======== EXTRACTED ENTRIES

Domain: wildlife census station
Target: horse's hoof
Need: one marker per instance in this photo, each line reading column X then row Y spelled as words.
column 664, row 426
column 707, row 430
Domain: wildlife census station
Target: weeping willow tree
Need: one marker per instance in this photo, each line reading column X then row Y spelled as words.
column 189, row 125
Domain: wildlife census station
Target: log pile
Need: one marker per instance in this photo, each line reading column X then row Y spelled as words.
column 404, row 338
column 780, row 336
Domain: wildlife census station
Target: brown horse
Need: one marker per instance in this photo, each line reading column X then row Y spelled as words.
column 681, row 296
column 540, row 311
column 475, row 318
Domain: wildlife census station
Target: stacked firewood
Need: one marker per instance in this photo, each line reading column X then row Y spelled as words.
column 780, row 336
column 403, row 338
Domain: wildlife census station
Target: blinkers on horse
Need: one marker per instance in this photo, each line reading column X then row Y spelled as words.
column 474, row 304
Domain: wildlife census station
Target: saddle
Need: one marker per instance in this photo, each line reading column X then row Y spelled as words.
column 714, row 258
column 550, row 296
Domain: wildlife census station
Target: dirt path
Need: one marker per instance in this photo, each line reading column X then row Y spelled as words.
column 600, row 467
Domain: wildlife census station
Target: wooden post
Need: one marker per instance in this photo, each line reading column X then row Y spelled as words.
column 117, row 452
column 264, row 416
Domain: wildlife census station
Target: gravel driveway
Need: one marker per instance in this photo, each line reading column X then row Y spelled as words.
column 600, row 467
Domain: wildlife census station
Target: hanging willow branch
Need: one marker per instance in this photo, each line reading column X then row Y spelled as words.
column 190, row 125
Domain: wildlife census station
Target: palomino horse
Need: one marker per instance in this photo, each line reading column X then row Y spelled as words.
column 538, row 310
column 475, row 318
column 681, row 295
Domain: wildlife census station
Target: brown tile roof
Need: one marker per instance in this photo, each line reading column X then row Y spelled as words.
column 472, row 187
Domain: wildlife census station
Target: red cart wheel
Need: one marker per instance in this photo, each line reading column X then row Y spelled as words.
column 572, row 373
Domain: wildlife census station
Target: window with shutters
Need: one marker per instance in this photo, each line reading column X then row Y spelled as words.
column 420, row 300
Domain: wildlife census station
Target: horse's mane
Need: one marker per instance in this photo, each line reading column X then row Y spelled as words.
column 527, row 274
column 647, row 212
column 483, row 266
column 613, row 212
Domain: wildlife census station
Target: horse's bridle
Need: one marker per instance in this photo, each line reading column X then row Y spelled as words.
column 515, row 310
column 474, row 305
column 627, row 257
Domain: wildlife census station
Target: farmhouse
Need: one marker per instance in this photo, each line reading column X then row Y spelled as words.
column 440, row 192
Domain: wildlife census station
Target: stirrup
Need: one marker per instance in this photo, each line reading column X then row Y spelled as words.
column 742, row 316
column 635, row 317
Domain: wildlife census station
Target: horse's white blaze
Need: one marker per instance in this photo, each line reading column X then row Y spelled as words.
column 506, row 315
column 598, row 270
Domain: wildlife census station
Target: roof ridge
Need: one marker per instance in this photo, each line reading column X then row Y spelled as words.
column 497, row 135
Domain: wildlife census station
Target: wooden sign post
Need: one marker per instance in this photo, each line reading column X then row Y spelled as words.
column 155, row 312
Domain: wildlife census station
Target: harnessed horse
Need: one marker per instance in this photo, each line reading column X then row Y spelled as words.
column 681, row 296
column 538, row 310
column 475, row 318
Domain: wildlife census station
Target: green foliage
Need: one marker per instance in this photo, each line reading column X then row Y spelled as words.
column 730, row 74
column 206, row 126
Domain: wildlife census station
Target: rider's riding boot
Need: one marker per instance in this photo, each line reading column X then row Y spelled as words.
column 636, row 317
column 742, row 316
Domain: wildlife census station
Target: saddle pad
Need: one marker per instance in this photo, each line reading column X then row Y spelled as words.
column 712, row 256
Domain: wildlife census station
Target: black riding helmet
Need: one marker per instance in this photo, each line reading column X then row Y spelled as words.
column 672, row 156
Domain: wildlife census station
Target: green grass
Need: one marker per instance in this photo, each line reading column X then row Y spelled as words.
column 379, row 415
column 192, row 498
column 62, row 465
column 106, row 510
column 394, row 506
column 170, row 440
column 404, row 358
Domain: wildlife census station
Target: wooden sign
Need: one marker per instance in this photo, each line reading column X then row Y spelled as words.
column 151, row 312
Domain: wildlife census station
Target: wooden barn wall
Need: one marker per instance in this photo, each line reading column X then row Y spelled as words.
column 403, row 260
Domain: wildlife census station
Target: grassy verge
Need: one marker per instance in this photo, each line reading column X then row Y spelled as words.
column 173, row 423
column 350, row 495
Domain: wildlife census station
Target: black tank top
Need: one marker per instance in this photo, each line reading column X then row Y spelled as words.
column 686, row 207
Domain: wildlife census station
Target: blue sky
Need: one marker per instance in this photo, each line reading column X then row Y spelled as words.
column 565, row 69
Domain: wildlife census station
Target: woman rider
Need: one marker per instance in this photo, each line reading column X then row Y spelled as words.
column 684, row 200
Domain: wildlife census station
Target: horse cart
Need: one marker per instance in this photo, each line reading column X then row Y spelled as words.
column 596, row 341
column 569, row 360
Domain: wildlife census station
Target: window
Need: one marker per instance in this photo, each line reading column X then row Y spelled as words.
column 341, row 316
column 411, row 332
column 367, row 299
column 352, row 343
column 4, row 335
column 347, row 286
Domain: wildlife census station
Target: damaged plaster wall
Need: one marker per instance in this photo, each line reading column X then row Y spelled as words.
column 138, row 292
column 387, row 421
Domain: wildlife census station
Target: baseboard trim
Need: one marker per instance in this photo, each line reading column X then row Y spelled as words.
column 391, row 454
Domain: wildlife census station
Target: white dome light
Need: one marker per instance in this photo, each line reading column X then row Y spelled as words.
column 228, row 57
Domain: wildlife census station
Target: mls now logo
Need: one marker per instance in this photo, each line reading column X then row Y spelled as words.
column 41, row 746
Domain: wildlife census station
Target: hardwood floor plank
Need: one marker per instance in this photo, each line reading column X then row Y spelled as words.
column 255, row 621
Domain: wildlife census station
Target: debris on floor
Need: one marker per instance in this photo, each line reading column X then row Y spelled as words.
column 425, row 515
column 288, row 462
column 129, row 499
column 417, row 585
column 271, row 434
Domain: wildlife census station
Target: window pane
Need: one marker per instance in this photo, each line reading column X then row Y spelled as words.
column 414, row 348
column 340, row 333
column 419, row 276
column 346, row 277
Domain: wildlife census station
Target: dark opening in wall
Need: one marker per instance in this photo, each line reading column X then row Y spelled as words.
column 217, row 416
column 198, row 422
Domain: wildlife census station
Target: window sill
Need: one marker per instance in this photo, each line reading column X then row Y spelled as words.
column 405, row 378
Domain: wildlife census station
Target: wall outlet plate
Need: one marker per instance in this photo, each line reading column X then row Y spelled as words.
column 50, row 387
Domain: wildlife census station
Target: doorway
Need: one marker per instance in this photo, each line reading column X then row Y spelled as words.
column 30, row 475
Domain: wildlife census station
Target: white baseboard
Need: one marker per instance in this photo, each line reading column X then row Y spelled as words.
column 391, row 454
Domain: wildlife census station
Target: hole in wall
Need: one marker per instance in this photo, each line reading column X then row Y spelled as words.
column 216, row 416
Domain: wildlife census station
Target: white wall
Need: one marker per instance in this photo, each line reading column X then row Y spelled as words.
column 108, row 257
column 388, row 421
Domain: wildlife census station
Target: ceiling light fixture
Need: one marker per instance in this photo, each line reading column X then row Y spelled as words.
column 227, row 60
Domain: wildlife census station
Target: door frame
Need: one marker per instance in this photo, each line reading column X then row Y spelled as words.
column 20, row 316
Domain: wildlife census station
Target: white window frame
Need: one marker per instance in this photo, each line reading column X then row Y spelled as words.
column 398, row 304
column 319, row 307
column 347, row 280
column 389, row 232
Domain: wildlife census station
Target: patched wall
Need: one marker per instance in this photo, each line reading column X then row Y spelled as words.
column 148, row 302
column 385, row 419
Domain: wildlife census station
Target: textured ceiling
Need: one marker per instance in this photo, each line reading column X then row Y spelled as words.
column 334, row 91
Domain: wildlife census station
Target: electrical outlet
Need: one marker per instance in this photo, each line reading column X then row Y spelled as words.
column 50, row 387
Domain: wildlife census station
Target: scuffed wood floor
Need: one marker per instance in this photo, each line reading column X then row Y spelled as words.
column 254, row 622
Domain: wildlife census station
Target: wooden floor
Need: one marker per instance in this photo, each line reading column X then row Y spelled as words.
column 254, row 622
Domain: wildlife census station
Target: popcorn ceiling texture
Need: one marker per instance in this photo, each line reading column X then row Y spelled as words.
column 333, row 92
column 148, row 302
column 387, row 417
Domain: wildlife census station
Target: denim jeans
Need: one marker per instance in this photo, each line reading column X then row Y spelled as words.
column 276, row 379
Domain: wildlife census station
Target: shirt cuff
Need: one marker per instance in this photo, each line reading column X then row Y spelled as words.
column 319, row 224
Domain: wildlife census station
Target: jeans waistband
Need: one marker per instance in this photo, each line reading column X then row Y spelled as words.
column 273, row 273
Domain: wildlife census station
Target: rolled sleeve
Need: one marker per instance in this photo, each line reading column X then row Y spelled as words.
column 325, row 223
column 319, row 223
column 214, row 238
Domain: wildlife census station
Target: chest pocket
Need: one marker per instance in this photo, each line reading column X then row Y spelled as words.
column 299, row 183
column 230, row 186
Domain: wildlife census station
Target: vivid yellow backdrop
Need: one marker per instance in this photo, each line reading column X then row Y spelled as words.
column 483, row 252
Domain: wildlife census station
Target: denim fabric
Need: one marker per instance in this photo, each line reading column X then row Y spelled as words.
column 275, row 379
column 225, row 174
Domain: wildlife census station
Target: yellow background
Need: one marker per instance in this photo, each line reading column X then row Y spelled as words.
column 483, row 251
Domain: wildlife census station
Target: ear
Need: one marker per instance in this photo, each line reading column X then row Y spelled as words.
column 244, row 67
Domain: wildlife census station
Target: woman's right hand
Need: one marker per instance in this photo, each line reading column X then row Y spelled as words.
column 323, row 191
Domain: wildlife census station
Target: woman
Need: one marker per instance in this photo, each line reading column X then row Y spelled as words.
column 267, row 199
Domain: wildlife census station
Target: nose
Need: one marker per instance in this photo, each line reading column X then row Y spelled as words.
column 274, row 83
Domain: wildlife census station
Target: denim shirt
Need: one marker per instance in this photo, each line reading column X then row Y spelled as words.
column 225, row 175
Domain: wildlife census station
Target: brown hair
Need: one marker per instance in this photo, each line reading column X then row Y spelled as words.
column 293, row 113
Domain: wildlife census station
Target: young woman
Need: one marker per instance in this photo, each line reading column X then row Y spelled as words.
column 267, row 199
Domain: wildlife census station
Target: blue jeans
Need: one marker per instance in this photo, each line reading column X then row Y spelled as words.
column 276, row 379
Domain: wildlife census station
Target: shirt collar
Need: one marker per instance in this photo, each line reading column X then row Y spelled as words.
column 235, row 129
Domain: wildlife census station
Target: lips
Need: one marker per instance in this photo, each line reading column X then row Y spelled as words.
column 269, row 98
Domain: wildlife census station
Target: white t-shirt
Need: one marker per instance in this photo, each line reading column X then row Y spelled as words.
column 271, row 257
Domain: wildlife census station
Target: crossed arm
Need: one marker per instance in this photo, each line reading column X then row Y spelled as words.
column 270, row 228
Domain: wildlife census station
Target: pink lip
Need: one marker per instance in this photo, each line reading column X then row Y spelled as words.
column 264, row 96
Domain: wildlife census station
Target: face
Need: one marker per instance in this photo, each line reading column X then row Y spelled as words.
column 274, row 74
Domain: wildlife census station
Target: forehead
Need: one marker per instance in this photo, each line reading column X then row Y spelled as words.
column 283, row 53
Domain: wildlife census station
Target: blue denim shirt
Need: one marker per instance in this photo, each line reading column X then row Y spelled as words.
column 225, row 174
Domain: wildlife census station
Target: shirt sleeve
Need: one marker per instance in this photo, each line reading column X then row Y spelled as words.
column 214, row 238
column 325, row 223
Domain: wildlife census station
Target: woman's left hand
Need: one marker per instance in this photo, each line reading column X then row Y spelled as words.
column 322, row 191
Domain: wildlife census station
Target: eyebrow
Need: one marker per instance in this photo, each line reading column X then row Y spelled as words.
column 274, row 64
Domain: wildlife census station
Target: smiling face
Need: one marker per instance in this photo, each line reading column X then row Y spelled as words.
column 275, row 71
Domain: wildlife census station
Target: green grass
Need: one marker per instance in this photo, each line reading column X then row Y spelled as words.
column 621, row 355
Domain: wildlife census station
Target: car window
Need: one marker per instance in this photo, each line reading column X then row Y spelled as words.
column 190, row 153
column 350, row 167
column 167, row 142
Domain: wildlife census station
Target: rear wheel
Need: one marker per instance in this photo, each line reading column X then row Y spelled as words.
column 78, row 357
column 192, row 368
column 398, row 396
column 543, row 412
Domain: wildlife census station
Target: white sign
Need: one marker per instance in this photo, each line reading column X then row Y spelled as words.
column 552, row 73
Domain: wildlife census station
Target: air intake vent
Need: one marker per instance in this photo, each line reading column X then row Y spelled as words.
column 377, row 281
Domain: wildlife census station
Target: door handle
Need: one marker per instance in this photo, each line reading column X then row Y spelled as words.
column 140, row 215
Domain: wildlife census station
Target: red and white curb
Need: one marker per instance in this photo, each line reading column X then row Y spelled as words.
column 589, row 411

================

_WHAT YOU WILL DO_: Reproduce everything from the start of the records down to the line containing "column 550, row 296", including both ends.

_CORRECT ANSWER_:
Domain: wildlife census station
Target: horse's hoof
Need: one marker per instance in this photo, each line reading column X then row Y spelled as words.
column 664, row 426
column 707, row 430
Domain: wildlife census station
Target: weeping willow tree
Need: one marker per instance in this photo, each line reading column X then row Y spelled as words.
column 189, row 125
Domain: wildlife census station
Target: log pile
Need: one marker per instance in this photo, each line reading column X then row Y spelled as words.
column 404, row 338
column 780, row 336
Domain: wildlife census station
Target: brown horse
Need: one marker per instance in this photo, each line reading column X then row Y spelled as words.
column 681, row 296
column 540, row 311
column 475, row 318
Domain: wildlife census station
Target: stacked firewood
Need: one marker per instance in this photo, each line reading column X then row Y spelled as words.
column 780, row 336
column 403, row 338
Domain: wildlife census station
Target: blinkers on horse
Need: one marker per instance in this photo, each line reading column X then row Y spelled as words.
column 474, row 304
Domain: wildlife census station
Target: saddle
Need: one marker per instance in this photo, each line reading column X then row Y spelled as words.
column 714, row 258
column 550, row 296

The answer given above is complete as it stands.